* _REQUEST_: Copy out the material below word for word, starting at the line that contains "Where can the license" and ending at the line that contains "[[179, 302], [202, 301]]", with both of those lines included. Leave the pictures out of your copy.

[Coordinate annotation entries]
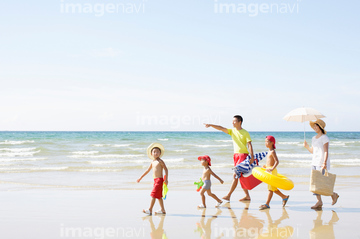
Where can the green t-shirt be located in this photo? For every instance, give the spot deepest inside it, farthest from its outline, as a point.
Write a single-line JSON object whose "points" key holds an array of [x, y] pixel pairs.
{"points": [[240, 140]]}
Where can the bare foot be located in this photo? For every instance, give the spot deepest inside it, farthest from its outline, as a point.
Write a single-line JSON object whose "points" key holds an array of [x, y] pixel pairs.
{"points": [[335, 197], [227, 198], [244, 199], [318, 205]]}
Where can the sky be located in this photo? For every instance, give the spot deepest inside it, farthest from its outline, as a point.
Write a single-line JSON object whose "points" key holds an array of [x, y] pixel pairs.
{"points": [[159, 65]]}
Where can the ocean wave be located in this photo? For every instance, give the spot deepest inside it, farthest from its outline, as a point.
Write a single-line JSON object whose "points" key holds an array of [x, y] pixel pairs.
{"points": [[19, 154], [37, 169], [224, 140], [291, 143], [17, 149], [138, 149], [108, 156], [211, 146], [21, 159], [97, 170], [120, 145], [9, 142], [85, 152], [103, 162], [295, 155], [111, 145]]}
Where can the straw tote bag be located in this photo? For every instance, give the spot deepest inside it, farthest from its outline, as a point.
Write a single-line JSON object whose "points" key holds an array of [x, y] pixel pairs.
{"points": [[322, 184]]}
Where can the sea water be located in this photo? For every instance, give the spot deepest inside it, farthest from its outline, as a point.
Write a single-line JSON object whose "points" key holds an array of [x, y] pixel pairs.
{"points": [[114, 160]]}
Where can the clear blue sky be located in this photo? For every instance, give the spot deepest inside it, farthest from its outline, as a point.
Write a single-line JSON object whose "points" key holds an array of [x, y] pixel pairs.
{"points": [[176, 64]]}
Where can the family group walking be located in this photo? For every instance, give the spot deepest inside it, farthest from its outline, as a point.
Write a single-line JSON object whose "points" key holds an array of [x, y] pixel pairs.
{"points": [[242, 149]]}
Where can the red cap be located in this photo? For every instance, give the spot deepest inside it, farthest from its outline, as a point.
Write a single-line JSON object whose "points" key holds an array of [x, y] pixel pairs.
{"points": [[206, 158], [272, 139]]}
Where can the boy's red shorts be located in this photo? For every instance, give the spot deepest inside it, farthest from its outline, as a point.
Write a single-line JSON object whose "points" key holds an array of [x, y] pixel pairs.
{"points": [[157, 189]]}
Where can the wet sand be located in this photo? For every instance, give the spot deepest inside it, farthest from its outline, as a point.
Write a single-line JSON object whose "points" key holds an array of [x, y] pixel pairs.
{"points": [[41, 213]]}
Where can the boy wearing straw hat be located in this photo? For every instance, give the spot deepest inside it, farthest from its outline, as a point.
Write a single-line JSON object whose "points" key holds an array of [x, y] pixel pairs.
{"points": [[155, 151]]}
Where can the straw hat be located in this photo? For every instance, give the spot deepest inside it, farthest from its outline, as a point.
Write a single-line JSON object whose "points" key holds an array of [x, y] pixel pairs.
{"points": [[155, 145], [319, 122], [206, 158]]}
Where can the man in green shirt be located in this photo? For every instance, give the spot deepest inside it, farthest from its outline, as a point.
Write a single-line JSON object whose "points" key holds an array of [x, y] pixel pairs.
{"points": [[242, 147]]}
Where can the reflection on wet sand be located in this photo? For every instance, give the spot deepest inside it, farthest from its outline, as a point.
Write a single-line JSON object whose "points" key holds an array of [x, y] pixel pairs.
{"points": [[273, 230], [156, 233], [323, 231], [205, 228], [248, 225]]}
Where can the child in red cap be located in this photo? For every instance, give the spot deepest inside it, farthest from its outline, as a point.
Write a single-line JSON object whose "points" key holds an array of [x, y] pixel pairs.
{"points": [[271, 163], [206, 162]]}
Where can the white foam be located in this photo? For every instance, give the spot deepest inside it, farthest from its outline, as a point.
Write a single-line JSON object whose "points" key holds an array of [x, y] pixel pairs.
{"points": [[295, 155], [20, 159], [103, 162], [120, 145], [289, 143], [85, 152], [17, 149], [19, 154], [212, 146], [181, 150], [34, 169], [9, 142], [108, 156], [100, 145], [224, 140], [174, 160], [138, 149]]}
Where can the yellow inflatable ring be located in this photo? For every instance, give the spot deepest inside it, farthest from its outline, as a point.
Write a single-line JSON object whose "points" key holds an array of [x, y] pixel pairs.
{"points": [[279, 181]]}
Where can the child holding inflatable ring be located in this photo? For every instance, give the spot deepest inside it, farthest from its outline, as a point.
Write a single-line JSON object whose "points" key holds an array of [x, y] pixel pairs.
{"points": [[272, 162]]}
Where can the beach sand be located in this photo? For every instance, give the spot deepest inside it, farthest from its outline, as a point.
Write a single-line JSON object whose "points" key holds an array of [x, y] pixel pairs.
{"points": [[61, 213]]}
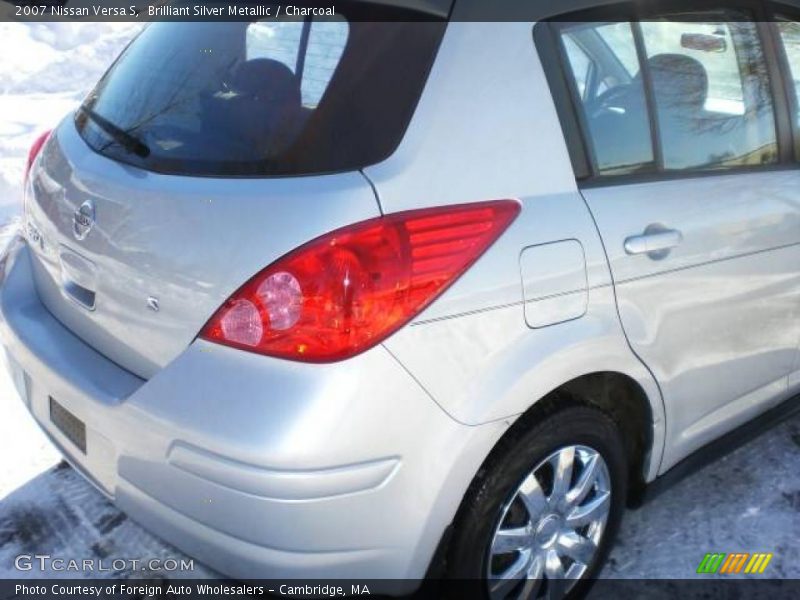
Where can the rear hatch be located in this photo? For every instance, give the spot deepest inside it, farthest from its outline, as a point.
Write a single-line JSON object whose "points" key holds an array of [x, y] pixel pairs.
{"points": [[206, 152]]}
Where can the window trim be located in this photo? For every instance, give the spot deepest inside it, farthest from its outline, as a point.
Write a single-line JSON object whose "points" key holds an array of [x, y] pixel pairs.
{"points": [[776, 10], [572, 119]]}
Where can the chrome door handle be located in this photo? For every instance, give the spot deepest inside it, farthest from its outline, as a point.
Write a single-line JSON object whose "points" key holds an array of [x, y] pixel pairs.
{"points": [[657, 242]]}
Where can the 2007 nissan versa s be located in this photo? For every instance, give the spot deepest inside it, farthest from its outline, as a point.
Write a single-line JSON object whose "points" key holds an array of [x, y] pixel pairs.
{"points": [[331, 298]]}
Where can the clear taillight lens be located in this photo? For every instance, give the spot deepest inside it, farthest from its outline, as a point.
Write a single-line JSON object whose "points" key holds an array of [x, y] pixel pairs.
{"points": [[348, 290], [36, 147]]}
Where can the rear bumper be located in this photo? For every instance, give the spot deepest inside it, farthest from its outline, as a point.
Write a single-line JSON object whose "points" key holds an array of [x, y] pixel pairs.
{"points": [[261, 468]]}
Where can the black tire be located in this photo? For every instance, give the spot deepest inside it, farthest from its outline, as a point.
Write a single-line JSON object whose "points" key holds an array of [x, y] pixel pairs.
{"points": [[526, 445]]}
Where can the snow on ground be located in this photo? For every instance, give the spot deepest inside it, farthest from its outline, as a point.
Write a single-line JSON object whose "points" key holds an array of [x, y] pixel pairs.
{"points": [[748, 502], [45, 70]]}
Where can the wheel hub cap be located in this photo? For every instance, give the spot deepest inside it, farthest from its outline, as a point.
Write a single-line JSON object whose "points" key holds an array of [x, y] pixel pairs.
{"points": [[550, 528]]}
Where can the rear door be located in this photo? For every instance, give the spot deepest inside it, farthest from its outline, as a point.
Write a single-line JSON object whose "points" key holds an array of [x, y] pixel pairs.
{"points": [[700, 219]]}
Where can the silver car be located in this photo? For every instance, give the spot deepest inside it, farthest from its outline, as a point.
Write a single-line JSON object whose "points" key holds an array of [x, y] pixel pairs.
{"points": [[336, 298]]}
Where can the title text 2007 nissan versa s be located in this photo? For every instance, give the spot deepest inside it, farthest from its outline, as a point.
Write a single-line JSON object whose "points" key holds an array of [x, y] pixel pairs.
{"points": [[334, 298]]}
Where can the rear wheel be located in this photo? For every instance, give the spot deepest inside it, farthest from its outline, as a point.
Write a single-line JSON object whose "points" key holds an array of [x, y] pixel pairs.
{"points": [[542, 513]]}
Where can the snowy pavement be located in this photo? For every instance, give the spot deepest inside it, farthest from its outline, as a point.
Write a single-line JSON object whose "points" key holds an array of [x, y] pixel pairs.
{"points": [[747, 502]]}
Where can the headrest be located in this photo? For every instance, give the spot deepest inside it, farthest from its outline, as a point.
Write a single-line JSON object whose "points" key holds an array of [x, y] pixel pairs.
{"points": [[679, 82], [269, 80]]}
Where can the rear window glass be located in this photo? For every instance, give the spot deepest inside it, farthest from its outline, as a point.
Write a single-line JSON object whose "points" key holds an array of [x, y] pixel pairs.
{"points": [[261, 98]]}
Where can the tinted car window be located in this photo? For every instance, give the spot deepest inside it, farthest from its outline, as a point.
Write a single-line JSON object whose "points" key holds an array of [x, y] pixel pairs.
{"points": [[615, 110], [261, 98], [711, 92], [708, 86], [790, 37]]}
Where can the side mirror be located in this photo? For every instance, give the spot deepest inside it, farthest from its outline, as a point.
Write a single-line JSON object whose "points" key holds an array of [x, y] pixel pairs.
{"points": [[703, 42]]}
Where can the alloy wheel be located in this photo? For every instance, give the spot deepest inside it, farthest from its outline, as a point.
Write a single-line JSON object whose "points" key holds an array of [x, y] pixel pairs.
{"points": [[550, 529]]}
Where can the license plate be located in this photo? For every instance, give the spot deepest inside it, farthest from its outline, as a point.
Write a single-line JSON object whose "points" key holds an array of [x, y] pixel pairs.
{"points": [[68, 424]]}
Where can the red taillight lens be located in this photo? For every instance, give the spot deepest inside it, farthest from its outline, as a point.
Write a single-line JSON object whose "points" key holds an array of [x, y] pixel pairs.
{"points": [[36, 147], [348, 290]]}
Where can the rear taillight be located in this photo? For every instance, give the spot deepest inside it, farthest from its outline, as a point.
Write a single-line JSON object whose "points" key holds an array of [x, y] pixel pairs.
{"points": [[36, 147], [348, 290]]}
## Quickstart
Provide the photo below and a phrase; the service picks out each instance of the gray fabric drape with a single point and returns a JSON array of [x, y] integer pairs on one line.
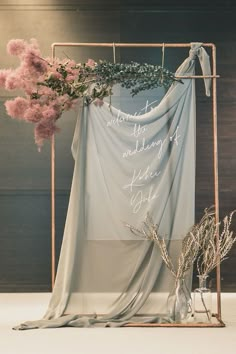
[[125, 167]]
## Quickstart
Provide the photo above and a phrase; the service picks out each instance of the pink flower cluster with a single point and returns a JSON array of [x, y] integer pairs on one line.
[[41, 105]]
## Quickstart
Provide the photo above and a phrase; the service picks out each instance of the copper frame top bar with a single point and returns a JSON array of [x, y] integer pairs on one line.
[[215, 139]]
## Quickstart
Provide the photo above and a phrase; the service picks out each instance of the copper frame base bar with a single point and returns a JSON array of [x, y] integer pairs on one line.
[[218, 324], [214, 77]]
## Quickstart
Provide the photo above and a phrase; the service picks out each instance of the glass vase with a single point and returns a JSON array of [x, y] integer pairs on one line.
[[179, 302], [202, 301]]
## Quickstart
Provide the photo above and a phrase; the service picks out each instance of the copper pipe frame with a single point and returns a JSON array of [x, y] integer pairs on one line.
[[215, 149]]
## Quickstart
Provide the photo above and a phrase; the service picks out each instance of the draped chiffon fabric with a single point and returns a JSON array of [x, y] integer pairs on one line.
[[126, 166]]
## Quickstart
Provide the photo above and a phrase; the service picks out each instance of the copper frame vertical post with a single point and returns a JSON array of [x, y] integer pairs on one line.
[[216, 176], [53, 206], [215, 141]]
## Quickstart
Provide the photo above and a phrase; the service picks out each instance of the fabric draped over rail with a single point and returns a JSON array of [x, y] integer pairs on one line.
[[126, 165]]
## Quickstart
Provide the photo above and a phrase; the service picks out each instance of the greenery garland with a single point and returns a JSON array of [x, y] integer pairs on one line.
[[95, 81]]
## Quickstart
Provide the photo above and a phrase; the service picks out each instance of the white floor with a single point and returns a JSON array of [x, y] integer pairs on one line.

* _ANSWER IN FULL_:
Where can the license plate be located in this photo? For every instance, give the spot deepest inside it, farthest from its outline, as a point.
Write a single-line JSON object whose "points" key holds an array of [x, y] pixel pairs.
{"points": [[68, 424]]}
Where can the red taillight lens be located in this photo? For every instance, give the spot deepest inside it, farthest from its outline, as a point.
Write a single-line JSON object whose "points" key holds an array of [x, y] pixel pairs.
{"points": [[36, 147], [348, 290]]}
Where can the rear taillight be located in this photo? For every instance, give the spot deepest inside it, farthest from its outline, as a point.
Write a single-line JSON object whose "points" key holds an array of [x, y] pixel pairs.
{"points": [[36, 147], [348, 290]]}
## Quickstart
Provide the photo below and a phrase; the service picks out each instance of the gray fabric drape with a single point and returns a JSON array of [x, y] integer pairs on one line.
[[125, 167]]
## Quickstart
Provide the photo above and a phrase; the service picks out each instance of the pink flower cluster with a single point and returns a JSON array of [x, y] integer pairs on one line.
[[41, 105]]
## Quickstart
Provide the photo above and a phrase; the service picks out each instance of the copper frame top bar with a single point and returns a JSON array of [x, y] integer pairs on one line.
[[215, 139]]
## Quickstart
Provide the photo above and a phrase; the service picks out each instance of the copper frame base bar with a single point and returns a JSON array of [x, y] integer pairs on one line.
[[218, 324], [214, 77]]
## Quickstart
Provide the photo above and a phrase; the service picks out each instance of the glass vase with a single point and returns a JSON array of [x, y] integer pairs on one line.
[[179, 302], [202, 301]]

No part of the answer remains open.